[Data shown]
** Begin **

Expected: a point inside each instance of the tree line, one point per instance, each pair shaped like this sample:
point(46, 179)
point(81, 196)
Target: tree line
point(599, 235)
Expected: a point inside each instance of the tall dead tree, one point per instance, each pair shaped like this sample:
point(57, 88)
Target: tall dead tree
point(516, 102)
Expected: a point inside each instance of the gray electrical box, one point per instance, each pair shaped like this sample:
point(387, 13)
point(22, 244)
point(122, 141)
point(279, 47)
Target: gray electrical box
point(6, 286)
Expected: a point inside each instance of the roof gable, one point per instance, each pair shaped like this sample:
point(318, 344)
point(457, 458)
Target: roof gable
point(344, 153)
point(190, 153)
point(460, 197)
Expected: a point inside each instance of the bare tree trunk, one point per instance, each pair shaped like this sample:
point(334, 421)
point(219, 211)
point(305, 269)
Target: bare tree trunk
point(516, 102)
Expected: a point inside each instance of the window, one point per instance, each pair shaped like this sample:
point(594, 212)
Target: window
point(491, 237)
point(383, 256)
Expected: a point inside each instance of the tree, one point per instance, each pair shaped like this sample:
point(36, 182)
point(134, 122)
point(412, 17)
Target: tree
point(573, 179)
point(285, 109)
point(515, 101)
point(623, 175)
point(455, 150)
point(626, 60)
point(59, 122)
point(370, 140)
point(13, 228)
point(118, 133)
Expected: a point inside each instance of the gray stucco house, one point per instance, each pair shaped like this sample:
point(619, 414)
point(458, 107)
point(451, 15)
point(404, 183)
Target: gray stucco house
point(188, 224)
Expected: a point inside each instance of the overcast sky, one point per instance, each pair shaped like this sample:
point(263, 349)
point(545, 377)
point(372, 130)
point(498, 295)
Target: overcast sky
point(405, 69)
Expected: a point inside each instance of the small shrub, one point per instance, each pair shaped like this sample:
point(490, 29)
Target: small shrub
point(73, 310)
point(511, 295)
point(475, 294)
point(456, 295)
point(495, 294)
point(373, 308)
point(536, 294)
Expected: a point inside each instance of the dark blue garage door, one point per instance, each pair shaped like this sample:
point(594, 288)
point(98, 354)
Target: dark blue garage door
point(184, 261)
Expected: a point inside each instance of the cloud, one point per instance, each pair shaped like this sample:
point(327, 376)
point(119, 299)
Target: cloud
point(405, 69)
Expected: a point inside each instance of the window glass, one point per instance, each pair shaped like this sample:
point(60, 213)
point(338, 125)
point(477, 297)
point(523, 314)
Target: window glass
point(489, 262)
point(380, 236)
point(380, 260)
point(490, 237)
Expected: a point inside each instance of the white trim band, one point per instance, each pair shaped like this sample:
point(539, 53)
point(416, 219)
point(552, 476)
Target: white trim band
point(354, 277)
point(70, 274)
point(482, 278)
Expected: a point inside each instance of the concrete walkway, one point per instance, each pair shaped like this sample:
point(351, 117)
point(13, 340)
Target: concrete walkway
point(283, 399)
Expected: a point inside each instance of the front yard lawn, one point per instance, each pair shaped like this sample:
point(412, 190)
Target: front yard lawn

** End **

Beginning at the line that holds "Expected: a point inside each instance of the white", write out word for word each line through the end of the records.

Expected: a point inside each instance of the white trim band, one point per instance, each pair shaped like this sample:
point(539, 53)
point(416, 219)
point(552, 476)
Target: white trim band
point(354, 277)
point(70, 274)
point(482, 278)
Expected: a point inside each instance of the concrete walkway, one point per instance, each pair shaped like this sample:
point(351, 117)
point(13, 340)
Target: concrete walkway
point(283, 399)
Expected: a point inside each instance of the front yard lawn, one point per instance, each pair shaped like this sample:
point(412, 190)
Target: front yard lawn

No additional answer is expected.